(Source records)
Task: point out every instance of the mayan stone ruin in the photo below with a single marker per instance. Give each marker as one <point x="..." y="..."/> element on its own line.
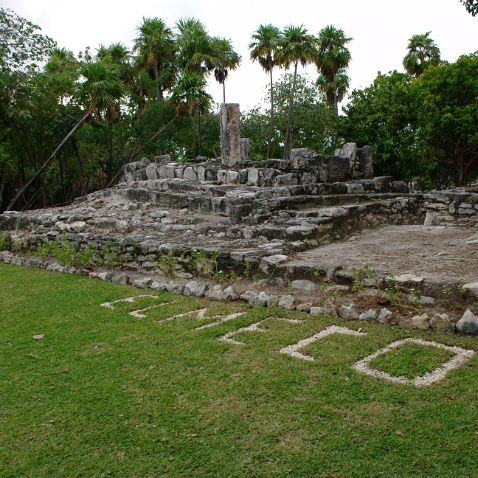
<point x="320" y="234"/>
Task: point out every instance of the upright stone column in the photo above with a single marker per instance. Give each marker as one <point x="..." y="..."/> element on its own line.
<point x="230" y="135"/>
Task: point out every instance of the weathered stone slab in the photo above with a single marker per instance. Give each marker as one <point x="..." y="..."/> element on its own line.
<point x="230" y="134"/>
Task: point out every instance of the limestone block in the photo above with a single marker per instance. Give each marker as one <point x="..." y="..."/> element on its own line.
<point x="349" y="312"/>
<point x="152" y="171"/>
<point x="252" y="176"/>
<point x="230" y="134"/>
<point x="232" y="177"/>
<point x="287" y="301"/>
<point x="366" y="165"/>
<point x="472" y="287"/>
<point x="245" y="150"/>
<point x="421" y="322"/>
<point x="222" y="176"/>
<point x="334" y="169"/>
<point x="189" y="174"/>
<point x="303" y="285"/>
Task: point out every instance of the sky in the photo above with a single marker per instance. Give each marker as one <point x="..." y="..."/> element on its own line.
<point x="380" y="29"/>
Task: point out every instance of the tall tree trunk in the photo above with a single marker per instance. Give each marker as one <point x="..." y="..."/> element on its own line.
<point x="271" y="119"/>
<point x="76" y="152"/>
<point x="48" y="161"/>
<point x="288" y="135"/>
<point x="199" y="133"/>
<point x="191" y="117"/>
<point x="159" y="92"/>
<point x="62" y="179"/>
<point x="336" y="105"/>
<point x="109" y="166"/>
<point x="2" y="188"/>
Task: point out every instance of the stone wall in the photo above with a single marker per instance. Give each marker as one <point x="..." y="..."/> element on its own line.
<point x="455" y="207"/>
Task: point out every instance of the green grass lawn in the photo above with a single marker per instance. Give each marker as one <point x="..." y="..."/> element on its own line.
<point x="108" y="394"/>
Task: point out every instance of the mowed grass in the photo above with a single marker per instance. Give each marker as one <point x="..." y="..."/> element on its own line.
<point x="107" y="394"/>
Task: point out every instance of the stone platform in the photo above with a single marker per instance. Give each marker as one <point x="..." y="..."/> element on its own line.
<point x="317" y="222"/>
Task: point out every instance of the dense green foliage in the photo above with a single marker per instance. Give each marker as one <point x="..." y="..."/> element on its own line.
<point x="420" y="127"/>
<point x="69" y="122"/>
<point x="471" y="6"/>
<point x="313" y="128"/>
<point x="107" y="394"/>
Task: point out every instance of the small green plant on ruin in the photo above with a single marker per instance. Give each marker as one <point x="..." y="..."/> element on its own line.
<point x="361" y="277"/>
<point x="416" y="294"/>
<point x="392" y="291"/>
<point x="6" y="243"/>
<point x="65" y="252"/>
<point x="446" y="291"/>
<point x="20" y="245"/>
<point x="167" y="264"/>
<point x="110" y="254"/>
<point x="249" y="271"/>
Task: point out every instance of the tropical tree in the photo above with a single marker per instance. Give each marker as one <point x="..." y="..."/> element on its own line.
<point x="422" y="52"/>
<point x="195" y="47"/>
<point x="314" y="118"/>
<point x="22" y="46"/>
<point x="155" y="49"/>
<point x="100" y="91"/>
<point x="191" y="99"/>
<point x="471" y="6"/>
<point x="264" y="47"/>
<point x="226" y="60"/>
<point x="296" y="46"/>
<point x="384" y="115"/>
<point x="62" y="70"/>
<point x="333" y="58"/>
<point x="449" y="115"/>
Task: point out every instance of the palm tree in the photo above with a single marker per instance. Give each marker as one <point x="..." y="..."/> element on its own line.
<point x="190" y="97"/>
<point x="471" y="6"/>
<point x="264" y="47"/>
<point x="195" y="47"/>
<point x="332" y="61"/>
<point x="62" y="71"/>
<point x="226" y="60"/>
<point x="100" y="91"/>
<point x="296" y="46"/>
<point x="155" y="49"/>
<point x="422" y="52"/>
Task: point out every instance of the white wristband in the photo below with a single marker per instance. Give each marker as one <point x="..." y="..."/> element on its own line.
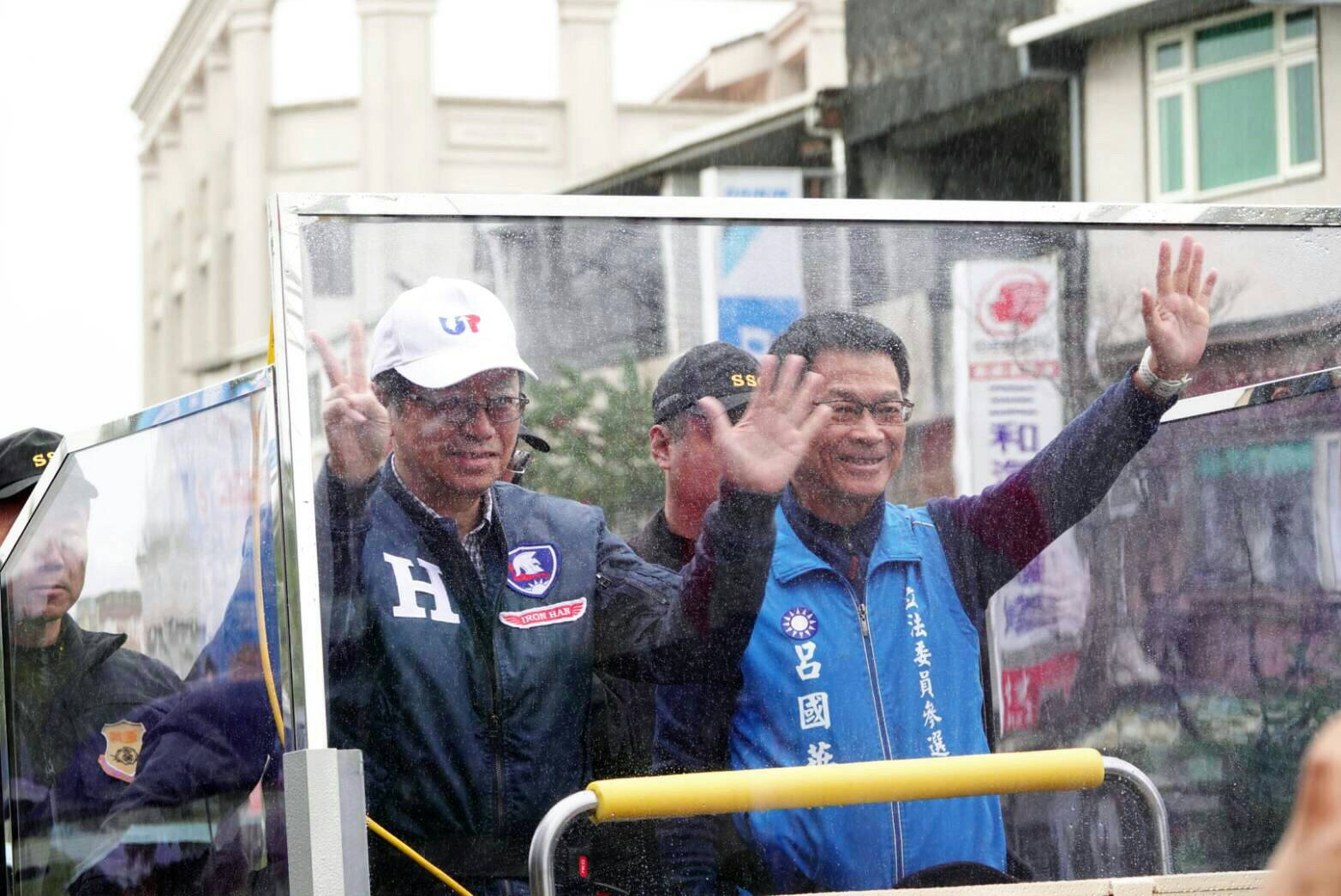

> **TASK**: What is needed is an exact copy of the data, with the pictures removed.

> **RESPONSE**:
Task: point out every instance of the mayan stone ruin in the photo below with a single marker per instance. Give each marker as one <point x="..." y="..."/> element on its own line.
<point x="320" y="234"/>
Task: point out every instance of the upright stone column in the photo above with a single marker per instance. Give each marker as one <point x="..." y="..."/> element on its own line.
<point x="230" y="135"/>
Task: point out every instance of the weathered stone slab in the photo above with a single marker per instance. Give each marker as one <point x="..." y="..."/> element on its own line.
<point x="230" y="134"/>
Task: point out every instance of the limestone block in the photo above with a single marker per instance. Give each marker as one <point x="..." y="..."/> element on its own line.
<point x="349" y="312"/>
<point x="152" y="171"/>
<point x="252" y="176"/>
<point x="230" y="134"/>
<point x="232" y="177"/>
<point x="287" y="301"/>
<point x="366" y="165"/>
<point x="472" y="287"/>
<point x="245" y="150"/>
<point x="421" y="322"/>
<point x="222" y="176"/>
<point x="334" y="169"/>
<point x="189" y="174"/>
<point x="303" y="285"/>
Task: point out every instance of the sky in the photo above with a single marker per instance. Give each marker as one <point x="..." y="..."/> element on its own line.
<point x="380" y="29"/>
Task: point out every instance of the tall tree trunk in the photo above with a single marker per instance. Give each marker as one <point x="..." y="..."/> element on its own line.
<point x="271" y="119"/>
<point x="76" y="152"/>
<point x="48" y="161"/>
<point x="288" y="135"/>
<point x="199" y="133"/>
<point x="191" y="117"/>
<point x="159" y="92"/>
<point x="62" y="179"/>
<point x="336" y="105"/>
<point x="109" y="166"/>
<point x="2" y="188"/>
Task: point out every instance of the stone wall in the photo above with a single marker per instance. Give each marker as one <point x="..." y="..."/> element on its own line.
<point x="455" y="207"/>
Task: point out every instance of the green grass lawn in the photo above with a single marker per instance. Give each marker as one <point x="..." y="..."/> element on its own line.
<point x="108" y="394"/>
Task: point out every instance of the mowed grass in the photo above with a single marker per instance. Give each marker as one <point x="..." y="..."/> element on its own line.
<point x="107" y="394"/>
Task: point out every instance of the stone platform in the photo above with a single marker per instance. Give each marker as one <point x="..." y="..."/> element on its own line.
<point x="317" y="222"/>
Task: point out every instance of the dense green foliage in the photo above with a single marker per instance. Give each marker as one <point x="..." y="..."/> element on its own line.
<point x="420" y="127"/>
<point x="69" y="122"/>
<point x="471" y="6"/>
<point x="313" y="128"/>
<point x="107" y="394"/>
Task: point out every instance of the small green plant on ruin in the photo above with a single marker per instance. Give each marker as one <point x="..." y="..."/> element on its own line.
<point x="361" y="277"/>
<point x="416" y="294"/>
<point x="392" y="291"/>
<point x="6" y="243"/>
<point x="65" y="252"/>
<point x="446" y="291"/>
<point x="20" y="245"/>
<point x="167" y="264"/>
<point x="110" y="254"/>
<point x="249" y="271"/>
Task: point out every instance of the tropical tree in the photo above with a single marker per instance. Give each marker as one <point x="..." y="..."/> element on its own line.
<point x="422" y="52"/>
<point x="195" y="47"/>
<point x="314" y="118"/>
<point x="22" y="46"/>
<point x="155" y="49"/>
<point x="100" y="91"/>
<point x="191" y="99"/>
<point x="471" y="6"/>
<point x="264" y="47"/>
<point x="226" y="60"/>
<point x="296" y="46"/>
<point x="384" y="115"/>
<point x="62" y="70"/>
<point x="333" y="58"/>
<point x="449" y="115"/>
Task: point out every instance of the palm tree in the photo above with a single marker per instance. Give each marker as one <point x="..." y="..."/> element on its own line.
<point x="190" y="97"/>
<point x="471" y="6"/>
<point x="264" y="47"/>
<point x="195" y="47"/>
<point x="332" y="61"/>
<point x="62" y="71"/>
<point x="226" y="60"/>
<point x="100" y="91"/>
<point x="296" y="46"/>
<point x="155" y="49"/>
<point x="422" y="52"/>
Task: point out every instance of the white wristband in the photo below with a single marker per instance. Give each marker as one <point x="..." y="..."/> element on its own line.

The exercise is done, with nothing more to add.